Given text START

- Barnes Bay
- Coordinates: 43°07′S 147°22′E﻿ / ﻿43.117°S 147.367°E
- Population: 22 (2016 census)
- Postcode(s): 7150
- Location: 48 km (30 mi) S of Hobart ; 15 km (9 mi) W of Kettering ; 11 km (7 mi) NW of Killora ; 35 km (22 mi) S of Kingston ;
- LGA(s): Kingborough Council
- Region: Hobart
- State electorate(s): Franklin
- Federal division(s): Franklin
Localities around Barnes Bay:
| Barnes Bay | North Bruny | North Bruny |
| Barnes Bay | Barnes Bay | North Bruny |
| Barnes Bay | North Bruny | North Bruny |

= Barnes Bay, Tasmania =

Barnes Bay is a rural locality on Bruny Island in the local government area (LGA) of Kingborough in the Hobart LGA region of Tasmania. The locality is about 35 km south (by ferry) of the town of Kingston. The 2016 census recorded a population of 22 for the state suburb of Barnes Bay.

It is both a geographical feature and a small hamlet near the northern end of Bruny Island.

==History==
Barnes Bay was gazetted as a locality in 1971.

Given text END
Record extracts START

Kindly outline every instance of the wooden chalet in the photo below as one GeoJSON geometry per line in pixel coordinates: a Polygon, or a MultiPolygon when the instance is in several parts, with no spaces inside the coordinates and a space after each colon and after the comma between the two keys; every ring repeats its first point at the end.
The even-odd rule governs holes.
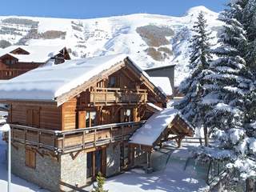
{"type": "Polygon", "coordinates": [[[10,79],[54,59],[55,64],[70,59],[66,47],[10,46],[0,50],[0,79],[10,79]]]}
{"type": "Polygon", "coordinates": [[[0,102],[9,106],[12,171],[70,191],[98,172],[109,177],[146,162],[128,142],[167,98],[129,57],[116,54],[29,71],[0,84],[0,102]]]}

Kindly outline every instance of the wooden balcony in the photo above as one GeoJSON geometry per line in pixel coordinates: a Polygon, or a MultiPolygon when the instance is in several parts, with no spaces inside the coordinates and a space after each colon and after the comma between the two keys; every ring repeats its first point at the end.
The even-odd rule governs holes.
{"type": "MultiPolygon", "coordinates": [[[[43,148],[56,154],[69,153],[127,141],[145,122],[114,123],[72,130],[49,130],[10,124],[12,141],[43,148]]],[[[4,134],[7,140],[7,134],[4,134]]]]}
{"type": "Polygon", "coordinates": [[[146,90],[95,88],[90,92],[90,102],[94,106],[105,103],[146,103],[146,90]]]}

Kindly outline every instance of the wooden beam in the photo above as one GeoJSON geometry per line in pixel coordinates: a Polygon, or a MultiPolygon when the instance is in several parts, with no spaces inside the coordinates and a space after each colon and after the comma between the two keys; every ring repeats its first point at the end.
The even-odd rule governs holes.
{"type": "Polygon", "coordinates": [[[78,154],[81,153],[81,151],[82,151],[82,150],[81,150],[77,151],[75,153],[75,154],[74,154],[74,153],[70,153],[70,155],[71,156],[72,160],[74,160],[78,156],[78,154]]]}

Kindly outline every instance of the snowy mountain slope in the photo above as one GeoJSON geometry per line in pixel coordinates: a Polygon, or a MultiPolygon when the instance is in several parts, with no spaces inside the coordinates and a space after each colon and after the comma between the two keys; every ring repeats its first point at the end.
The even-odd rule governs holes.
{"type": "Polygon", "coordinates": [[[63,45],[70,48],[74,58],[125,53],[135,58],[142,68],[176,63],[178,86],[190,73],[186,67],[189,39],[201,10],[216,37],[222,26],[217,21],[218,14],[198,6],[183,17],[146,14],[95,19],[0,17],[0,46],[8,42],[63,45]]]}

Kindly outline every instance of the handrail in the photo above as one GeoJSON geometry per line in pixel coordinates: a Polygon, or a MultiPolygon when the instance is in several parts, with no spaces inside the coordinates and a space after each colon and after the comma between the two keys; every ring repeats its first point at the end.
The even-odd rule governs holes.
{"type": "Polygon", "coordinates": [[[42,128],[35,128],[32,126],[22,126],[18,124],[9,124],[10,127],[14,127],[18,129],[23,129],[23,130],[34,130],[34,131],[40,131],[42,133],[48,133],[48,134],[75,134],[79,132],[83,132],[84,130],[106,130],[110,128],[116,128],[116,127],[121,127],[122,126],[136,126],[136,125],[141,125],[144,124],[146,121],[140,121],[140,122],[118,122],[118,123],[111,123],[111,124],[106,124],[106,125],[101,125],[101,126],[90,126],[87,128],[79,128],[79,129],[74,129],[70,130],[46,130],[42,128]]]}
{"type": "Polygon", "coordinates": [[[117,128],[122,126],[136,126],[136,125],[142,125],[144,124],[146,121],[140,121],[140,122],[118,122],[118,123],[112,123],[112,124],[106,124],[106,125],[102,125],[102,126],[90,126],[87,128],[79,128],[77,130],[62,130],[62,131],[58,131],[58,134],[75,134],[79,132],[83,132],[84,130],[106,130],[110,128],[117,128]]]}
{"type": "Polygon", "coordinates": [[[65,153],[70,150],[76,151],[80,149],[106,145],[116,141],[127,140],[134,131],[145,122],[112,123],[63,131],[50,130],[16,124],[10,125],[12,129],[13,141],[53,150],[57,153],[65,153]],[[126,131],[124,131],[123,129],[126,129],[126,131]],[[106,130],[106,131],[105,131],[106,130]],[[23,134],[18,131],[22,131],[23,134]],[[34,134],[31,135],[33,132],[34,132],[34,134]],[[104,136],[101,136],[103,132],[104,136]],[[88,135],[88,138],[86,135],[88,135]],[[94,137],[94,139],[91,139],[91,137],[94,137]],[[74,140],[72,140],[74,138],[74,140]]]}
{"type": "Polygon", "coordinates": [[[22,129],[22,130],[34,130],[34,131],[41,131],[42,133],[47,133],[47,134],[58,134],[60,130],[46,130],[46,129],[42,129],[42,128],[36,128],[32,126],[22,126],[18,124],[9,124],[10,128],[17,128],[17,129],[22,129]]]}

Record extracts END

Continue the article on Barnes Bay, Tasmania, starting after its final sentence, and make no use of the lines.

During the early 19th century it was a centre for the firewood trade to Hobart and later the fruit industry, mostly apples and pears. It is now mostly a centre for the tourist industry and light grazing.

Barnes Bay Post Office opened on 20 October 1851 and closed in 1969 (though known as Kelly's Point from 1853 until 1906).

During the 1919 influenza epidemic Barnes Bay was used as a quarantine location for putting infected passengers off ships.

==Geography==
The waters of Barnes Bay (the body of water) form the north-western, western and south-western boundaries.

==Road infrastructure==
Route C625 (Bruny Island Main Road) passes to the east. From there, Barnes Bay Road and Church Road provide access to the locality.